§ **Problem**: For each line below that includes the string "positive", show the whole line.

§ **Excerpted data**:
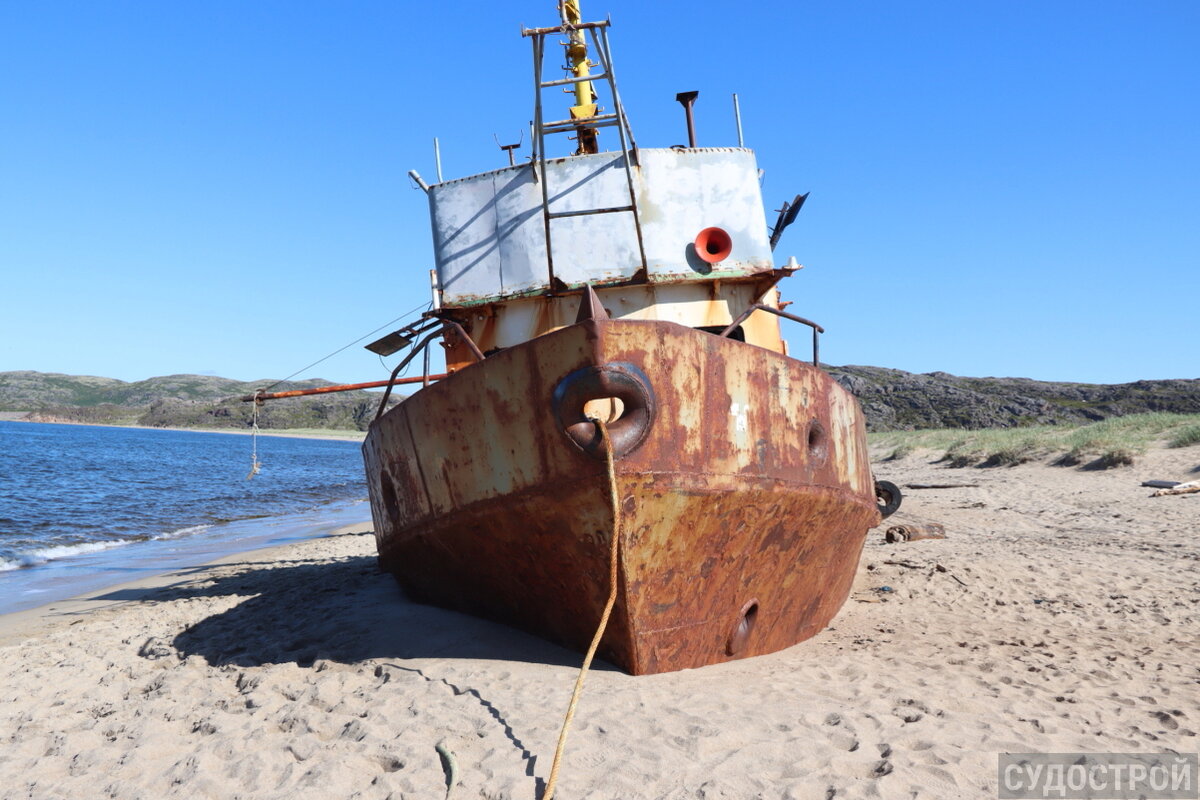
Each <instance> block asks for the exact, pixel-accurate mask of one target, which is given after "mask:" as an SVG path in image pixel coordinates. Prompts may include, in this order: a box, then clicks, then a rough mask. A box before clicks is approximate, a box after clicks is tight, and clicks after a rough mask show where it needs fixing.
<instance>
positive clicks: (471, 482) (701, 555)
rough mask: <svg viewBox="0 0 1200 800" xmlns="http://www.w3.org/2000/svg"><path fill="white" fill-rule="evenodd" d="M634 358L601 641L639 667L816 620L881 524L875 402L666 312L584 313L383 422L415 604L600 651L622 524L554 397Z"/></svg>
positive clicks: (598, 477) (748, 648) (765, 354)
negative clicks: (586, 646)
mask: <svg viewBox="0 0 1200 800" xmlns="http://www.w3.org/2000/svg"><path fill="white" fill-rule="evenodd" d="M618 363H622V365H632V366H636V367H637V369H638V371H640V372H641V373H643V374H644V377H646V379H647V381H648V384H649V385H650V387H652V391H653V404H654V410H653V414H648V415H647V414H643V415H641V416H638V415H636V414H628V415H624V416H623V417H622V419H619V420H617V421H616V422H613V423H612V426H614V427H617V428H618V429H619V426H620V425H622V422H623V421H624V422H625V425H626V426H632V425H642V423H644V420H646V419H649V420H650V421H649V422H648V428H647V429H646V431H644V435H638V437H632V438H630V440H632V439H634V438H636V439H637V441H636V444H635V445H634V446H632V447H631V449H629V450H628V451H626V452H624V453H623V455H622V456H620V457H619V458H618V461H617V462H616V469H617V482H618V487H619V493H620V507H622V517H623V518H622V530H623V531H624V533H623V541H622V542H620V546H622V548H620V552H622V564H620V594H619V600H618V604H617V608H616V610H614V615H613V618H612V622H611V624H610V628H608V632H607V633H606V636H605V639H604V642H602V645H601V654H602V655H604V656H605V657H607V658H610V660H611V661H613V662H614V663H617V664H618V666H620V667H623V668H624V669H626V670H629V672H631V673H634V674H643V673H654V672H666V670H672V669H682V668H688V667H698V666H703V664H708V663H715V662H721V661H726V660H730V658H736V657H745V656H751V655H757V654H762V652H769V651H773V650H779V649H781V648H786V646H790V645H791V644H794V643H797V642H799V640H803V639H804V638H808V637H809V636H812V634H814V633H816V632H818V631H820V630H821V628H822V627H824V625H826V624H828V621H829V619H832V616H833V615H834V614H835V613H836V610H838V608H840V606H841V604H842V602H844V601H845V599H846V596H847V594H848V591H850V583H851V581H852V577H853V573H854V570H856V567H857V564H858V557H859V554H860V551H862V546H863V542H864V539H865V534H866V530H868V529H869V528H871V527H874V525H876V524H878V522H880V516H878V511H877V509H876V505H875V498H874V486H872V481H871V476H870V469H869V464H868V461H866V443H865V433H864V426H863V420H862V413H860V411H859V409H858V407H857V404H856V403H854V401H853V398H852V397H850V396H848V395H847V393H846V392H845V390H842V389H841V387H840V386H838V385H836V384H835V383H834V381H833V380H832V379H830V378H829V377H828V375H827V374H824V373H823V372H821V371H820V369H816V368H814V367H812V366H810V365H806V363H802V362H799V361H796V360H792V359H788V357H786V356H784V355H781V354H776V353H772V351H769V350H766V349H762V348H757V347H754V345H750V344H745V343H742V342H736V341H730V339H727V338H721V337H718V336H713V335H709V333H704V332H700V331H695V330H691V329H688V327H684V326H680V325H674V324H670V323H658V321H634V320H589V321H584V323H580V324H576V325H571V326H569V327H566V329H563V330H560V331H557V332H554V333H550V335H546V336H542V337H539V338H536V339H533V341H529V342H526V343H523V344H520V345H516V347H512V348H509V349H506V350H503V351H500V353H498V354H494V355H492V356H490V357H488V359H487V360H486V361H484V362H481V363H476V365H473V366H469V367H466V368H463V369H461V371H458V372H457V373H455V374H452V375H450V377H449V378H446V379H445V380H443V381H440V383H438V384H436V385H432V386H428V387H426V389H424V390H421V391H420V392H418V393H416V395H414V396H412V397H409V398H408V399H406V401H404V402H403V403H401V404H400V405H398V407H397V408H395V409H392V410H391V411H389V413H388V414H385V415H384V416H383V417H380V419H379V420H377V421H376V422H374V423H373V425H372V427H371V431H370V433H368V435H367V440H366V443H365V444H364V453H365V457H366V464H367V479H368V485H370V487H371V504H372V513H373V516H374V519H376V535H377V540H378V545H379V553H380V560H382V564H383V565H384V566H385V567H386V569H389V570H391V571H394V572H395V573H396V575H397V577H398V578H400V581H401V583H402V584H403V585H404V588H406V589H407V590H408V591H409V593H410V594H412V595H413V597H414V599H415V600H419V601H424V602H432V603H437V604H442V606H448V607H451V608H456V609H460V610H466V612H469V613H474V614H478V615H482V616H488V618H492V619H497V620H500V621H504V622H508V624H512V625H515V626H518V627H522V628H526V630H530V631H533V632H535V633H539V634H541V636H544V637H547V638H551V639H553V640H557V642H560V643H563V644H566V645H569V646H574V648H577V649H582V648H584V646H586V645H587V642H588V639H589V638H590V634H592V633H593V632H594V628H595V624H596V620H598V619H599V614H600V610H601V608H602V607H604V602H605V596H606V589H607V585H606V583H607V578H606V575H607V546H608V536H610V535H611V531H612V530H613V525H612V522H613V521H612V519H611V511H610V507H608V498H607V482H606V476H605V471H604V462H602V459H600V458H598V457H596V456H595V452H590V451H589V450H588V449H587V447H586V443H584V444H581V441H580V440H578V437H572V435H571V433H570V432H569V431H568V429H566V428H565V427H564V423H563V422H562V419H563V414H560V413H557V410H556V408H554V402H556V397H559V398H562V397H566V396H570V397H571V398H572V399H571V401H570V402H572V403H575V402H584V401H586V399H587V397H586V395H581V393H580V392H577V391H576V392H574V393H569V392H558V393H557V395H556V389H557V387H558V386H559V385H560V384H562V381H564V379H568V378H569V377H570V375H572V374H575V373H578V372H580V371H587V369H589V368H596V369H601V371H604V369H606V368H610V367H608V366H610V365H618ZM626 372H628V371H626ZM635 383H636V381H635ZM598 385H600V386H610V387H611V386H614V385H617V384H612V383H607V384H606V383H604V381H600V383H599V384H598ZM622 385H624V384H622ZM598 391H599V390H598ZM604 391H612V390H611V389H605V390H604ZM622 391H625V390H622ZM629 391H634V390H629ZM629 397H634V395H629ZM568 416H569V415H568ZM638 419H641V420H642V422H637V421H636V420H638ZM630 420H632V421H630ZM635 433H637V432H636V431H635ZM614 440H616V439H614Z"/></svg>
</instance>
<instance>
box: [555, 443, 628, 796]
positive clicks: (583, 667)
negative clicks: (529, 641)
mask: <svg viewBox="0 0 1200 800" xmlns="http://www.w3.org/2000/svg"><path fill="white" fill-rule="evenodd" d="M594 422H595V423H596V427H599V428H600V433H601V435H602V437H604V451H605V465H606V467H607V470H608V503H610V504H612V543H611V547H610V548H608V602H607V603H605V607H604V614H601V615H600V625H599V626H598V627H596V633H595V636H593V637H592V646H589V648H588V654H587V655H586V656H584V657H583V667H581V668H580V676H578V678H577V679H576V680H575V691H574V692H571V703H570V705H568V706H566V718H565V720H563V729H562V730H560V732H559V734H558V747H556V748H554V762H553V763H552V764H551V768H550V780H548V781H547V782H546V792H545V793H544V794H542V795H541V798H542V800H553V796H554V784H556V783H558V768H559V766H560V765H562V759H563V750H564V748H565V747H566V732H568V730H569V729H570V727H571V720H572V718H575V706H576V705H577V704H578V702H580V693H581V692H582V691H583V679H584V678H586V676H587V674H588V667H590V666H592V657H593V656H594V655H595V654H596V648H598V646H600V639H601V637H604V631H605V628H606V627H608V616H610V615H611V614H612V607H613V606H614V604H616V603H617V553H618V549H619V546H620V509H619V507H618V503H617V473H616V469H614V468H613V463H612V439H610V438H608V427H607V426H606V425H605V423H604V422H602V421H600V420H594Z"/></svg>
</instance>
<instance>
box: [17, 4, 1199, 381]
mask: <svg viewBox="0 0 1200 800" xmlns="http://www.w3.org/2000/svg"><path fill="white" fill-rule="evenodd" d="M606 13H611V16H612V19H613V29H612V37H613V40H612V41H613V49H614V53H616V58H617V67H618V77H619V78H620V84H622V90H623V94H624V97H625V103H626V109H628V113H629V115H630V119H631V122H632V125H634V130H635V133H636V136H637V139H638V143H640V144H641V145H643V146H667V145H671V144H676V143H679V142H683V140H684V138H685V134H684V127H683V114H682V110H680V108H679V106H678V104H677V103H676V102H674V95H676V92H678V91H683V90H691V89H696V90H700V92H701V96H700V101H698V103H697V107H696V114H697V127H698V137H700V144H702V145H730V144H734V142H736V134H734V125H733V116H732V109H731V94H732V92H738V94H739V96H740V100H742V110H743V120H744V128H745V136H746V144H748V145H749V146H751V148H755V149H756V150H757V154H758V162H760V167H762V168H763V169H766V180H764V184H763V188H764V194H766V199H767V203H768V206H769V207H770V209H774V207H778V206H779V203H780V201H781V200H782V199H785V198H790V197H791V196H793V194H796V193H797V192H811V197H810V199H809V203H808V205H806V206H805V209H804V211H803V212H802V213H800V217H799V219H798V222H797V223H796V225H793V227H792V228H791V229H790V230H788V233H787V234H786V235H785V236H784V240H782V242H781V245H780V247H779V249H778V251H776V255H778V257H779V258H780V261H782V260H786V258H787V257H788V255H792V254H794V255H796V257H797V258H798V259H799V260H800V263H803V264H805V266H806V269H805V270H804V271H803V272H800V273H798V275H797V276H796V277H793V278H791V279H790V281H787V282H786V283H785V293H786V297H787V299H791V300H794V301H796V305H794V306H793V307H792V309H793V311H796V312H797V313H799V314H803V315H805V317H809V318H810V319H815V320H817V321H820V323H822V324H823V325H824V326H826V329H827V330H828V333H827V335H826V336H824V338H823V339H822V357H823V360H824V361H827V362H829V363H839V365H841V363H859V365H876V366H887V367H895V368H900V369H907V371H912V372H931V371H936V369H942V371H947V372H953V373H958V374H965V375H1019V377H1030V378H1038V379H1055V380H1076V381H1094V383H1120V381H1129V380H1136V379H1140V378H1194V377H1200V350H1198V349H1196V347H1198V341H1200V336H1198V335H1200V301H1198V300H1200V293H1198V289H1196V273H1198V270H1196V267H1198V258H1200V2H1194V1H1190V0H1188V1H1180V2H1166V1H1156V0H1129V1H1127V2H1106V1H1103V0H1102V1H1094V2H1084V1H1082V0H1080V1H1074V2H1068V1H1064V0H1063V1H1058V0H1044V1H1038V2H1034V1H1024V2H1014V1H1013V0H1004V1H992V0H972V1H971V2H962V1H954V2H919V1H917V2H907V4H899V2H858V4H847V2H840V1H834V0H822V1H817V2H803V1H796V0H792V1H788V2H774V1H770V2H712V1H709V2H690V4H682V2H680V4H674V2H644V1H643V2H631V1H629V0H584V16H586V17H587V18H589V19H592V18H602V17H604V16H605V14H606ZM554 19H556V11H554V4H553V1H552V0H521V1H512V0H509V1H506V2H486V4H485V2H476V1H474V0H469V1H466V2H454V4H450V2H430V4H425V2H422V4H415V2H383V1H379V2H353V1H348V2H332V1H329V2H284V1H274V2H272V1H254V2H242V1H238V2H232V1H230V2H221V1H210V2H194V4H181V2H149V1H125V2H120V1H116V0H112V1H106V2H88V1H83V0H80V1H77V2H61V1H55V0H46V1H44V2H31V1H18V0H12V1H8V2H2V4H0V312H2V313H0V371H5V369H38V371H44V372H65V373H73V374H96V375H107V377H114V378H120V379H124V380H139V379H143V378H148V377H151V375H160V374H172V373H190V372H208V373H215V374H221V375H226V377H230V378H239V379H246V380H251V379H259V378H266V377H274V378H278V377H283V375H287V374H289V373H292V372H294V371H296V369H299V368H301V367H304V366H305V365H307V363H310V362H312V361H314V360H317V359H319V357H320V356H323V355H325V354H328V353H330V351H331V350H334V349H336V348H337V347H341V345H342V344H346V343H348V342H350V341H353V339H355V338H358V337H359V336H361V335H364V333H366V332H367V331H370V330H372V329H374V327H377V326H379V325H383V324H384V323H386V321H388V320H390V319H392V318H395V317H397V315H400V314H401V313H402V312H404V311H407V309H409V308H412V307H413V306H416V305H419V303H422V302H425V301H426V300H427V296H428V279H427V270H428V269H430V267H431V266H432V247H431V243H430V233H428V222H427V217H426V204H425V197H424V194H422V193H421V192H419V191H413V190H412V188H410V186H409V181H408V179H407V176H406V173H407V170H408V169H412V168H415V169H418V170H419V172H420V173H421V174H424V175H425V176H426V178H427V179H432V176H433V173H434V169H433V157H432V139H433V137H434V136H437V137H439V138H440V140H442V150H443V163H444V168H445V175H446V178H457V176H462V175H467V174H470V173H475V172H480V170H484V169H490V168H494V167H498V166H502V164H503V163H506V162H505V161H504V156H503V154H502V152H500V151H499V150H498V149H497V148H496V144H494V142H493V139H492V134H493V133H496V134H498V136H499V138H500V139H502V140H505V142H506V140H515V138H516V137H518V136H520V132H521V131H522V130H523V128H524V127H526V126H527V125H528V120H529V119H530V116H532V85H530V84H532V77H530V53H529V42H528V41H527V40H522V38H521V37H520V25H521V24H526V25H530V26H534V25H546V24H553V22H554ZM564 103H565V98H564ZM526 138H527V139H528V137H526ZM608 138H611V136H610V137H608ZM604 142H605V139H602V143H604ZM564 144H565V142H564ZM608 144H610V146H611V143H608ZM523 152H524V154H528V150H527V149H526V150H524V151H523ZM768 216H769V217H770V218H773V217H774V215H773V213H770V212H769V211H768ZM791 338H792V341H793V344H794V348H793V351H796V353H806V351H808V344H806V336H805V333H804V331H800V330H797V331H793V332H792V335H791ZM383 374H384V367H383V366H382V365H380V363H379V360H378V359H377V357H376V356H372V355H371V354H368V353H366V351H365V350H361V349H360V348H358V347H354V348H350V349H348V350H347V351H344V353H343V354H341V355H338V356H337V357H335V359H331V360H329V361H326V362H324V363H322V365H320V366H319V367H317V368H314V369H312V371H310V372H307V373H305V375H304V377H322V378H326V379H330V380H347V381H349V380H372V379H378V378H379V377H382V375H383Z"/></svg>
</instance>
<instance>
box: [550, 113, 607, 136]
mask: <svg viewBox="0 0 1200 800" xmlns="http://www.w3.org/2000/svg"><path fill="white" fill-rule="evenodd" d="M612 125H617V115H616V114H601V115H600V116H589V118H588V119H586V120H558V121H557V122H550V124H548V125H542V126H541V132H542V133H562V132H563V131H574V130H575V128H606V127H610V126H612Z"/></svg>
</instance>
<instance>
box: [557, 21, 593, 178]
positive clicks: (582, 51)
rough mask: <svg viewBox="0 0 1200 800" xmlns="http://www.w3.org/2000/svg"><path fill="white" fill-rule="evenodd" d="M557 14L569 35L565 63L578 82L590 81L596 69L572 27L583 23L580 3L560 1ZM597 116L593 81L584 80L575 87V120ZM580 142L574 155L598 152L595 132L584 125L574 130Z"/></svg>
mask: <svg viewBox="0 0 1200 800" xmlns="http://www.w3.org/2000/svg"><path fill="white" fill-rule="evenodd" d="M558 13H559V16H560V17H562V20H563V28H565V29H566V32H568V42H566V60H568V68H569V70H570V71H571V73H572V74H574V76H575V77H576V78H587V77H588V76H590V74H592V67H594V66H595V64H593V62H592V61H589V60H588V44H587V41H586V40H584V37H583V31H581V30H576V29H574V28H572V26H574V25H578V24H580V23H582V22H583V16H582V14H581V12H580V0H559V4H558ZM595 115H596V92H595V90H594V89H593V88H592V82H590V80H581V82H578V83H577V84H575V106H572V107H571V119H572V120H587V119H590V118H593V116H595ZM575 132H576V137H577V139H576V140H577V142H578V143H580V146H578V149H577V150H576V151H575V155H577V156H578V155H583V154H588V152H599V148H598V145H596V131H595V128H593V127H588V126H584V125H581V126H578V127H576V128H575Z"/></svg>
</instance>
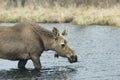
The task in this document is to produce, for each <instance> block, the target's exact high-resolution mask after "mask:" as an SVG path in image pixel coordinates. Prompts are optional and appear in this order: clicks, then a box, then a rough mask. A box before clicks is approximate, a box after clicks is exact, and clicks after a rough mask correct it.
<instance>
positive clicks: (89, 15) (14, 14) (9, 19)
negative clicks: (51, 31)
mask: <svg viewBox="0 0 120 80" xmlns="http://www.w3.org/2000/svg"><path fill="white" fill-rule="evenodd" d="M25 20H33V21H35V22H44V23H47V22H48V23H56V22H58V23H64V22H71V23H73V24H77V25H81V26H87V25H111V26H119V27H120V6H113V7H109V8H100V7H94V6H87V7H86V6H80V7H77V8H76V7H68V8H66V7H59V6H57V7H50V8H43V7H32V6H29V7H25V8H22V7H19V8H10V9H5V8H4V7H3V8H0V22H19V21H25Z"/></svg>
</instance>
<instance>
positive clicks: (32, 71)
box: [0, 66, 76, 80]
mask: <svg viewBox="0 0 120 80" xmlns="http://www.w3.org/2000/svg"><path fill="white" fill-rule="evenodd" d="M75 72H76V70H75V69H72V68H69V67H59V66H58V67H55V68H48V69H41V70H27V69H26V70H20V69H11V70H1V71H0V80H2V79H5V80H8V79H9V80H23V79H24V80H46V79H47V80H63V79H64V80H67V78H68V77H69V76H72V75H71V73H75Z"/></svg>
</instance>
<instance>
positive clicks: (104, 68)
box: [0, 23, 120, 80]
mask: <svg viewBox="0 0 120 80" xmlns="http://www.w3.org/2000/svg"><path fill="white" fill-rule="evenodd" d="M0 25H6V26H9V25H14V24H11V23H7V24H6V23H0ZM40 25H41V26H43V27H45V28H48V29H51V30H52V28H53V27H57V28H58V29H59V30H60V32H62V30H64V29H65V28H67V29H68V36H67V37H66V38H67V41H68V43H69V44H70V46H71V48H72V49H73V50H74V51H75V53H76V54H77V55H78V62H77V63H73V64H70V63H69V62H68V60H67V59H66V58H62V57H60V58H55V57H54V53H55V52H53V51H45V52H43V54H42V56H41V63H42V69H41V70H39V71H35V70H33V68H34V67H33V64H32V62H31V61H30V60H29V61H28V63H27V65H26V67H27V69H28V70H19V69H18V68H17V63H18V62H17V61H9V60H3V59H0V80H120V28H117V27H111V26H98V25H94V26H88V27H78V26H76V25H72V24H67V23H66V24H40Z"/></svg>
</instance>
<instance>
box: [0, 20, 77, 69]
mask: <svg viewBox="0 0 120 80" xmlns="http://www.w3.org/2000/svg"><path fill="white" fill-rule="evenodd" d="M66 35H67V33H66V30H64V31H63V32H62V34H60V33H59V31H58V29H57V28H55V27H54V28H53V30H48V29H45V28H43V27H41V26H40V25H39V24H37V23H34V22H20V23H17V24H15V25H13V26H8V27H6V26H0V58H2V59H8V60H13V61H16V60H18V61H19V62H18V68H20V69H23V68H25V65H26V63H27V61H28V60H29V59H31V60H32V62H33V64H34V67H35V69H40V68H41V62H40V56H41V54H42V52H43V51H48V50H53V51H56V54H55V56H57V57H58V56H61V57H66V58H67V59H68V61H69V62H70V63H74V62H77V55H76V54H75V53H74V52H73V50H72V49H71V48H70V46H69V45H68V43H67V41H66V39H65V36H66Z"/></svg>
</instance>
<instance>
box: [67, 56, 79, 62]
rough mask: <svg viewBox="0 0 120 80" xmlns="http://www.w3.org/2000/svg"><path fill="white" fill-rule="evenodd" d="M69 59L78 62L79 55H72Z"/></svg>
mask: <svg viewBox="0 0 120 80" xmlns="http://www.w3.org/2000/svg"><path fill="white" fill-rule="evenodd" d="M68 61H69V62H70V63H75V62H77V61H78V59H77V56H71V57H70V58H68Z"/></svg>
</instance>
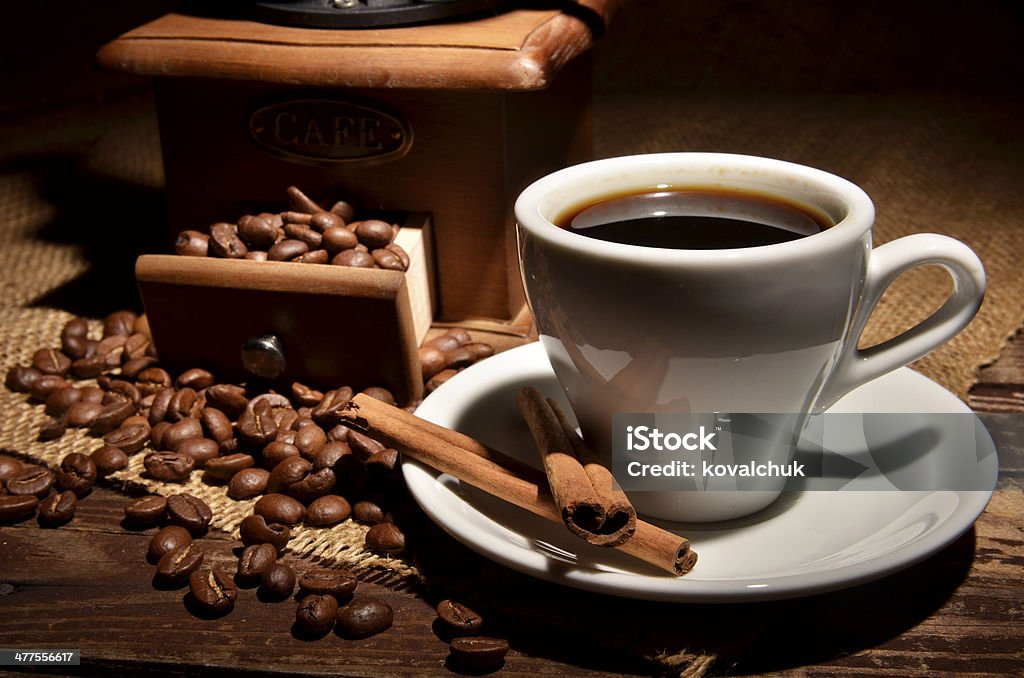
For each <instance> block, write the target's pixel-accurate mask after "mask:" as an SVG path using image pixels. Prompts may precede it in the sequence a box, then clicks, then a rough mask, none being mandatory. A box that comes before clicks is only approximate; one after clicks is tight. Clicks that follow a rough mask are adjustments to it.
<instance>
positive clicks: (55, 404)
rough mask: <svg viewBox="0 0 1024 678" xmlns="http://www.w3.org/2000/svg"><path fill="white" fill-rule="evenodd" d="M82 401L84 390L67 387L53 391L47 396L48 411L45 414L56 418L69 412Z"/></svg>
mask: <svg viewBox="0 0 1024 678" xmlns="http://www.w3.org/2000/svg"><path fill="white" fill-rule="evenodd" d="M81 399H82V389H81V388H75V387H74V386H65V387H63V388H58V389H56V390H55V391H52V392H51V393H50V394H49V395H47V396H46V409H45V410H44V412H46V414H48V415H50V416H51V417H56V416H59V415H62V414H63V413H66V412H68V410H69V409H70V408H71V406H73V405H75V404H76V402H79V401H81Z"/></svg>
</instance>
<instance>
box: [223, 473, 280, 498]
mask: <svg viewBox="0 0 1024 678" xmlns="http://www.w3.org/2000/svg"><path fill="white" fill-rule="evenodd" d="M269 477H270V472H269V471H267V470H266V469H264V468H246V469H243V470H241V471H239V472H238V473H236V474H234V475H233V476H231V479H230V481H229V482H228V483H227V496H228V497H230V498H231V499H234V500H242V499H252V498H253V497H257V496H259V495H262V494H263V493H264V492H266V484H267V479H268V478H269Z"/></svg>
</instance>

§ **Task output**:
positive clicks: (471, 482) (701, 555)
positive clicks: (598, 477) (748, 648) (765, 354)
positive clicks: (583, 667)
positive clicks: (582, 51)
positive clicks: (89, 15) (14, 14) (9, 19)
positive clicks: (32, 71)
positive clicks: (104, 68)
positive clicks: (55, 404)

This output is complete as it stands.